- [What you should do]: All entries should be copied exactly, none left out.

──────────

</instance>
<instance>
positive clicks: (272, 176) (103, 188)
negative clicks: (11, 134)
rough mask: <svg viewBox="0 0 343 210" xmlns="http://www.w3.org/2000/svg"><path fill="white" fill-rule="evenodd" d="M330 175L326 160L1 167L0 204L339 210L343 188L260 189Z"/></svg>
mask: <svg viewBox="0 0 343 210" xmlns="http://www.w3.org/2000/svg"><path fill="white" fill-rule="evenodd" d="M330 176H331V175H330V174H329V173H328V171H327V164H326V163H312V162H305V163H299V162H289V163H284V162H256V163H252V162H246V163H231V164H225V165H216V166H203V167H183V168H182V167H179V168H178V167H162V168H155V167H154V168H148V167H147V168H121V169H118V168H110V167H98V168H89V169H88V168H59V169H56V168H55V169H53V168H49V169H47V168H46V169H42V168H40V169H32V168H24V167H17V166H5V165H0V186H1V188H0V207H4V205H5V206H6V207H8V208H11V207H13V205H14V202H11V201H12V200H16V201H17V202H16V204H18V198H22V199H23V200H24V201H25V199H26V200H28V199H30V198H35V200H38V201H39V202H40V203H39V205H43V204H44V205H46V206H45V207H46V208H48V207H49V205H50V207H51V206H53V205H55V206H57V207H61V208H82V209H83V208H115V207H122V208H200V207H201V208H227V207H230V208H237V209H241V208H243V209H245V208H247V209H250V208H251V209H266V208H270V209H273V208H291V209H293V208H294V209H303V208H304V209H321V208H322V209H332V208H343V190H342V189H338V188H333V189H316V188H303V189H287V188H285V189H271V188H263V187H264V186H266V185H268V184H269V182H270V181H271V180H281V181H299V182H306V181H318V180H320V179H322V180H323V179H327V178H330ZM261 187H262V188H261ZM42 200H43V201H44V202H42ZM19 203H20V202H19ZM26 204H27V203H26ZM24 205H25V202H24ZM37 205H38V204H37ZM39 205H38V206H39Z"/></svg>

──────────

- [Your solution]:
</instance>
<instance>
positive clicks: (272, 176) (103, 188)
negative clicks: (11, 134)
rough mask: <svg viewBox="0 0 343 210" xmlns="http://www.w3.org/2000/svg"><path fill="white" fill-rule="evenodd" d="M330 175L326 160L1 167L0 204L339 210L343 188L260 189Z"/></svg>
mask: <svg viewBox="0 0 343 210" xmlns="http://www.w3.org/2000/svg"><path fill="white" fill-rule="evenodd" d="M330 176H331V175H330V174H329V173H328V171H327V164H326V163H312V162H305V163H299V162H289V163H284V162H256V163H252V162H246V163H231V164H225V165H216V166H203V167H183V168H182V167H179V168H178V167H162V168H155V167H154V168H148V167H147V168H121V169H118V168H110V167H98V168H89V169H88V168H59V169H56V168H55V169H53V168H49V169H47V168H46V169H42V168H40V169H32V168H24V167H17V166H5V165H0V186H1V188H0V207H4V205H5V206H6V207H8V208H11V207H13V205H14V202H11V201H12V200H16V201H17V202H16V204H18V198H22V199H23V200H24V201H25V199H26V200H28V199H30V198H35V200H38V201H39V202H40V203H39V205H43V204H44V205H46V206H45V207H46V208H48V207H49V205H50V207H51V206H53V205H55V206H57V207H61V208H82V209H83V208H115V207H122V208H200V207H201V208H227V207H230V208H237V209H241V208H243V209H245V208H247V209H250V208H251V209H266V208H270V209H273V208H291V209H293V208H294V209H303V208H304V209H321V208H322V209H332V208H343V190H342V189H338V188H333V189H316V188H303V189H287V188H285V189H271V188H263V187H264V186H266V185H268V184H269V182H270V181H271V180H281V181H299V182H306V181H318V180H320V179H322V180H323V179H327V178H330ZM261 187H262V188H261ZM42 200H43V201H44V202H42ZM19 203H20V202H19ZM26 204H27V203H26ZM24 205H25V202H24ZM37 205H38V204H37ZM39 205H38V206H39Z"/></svg>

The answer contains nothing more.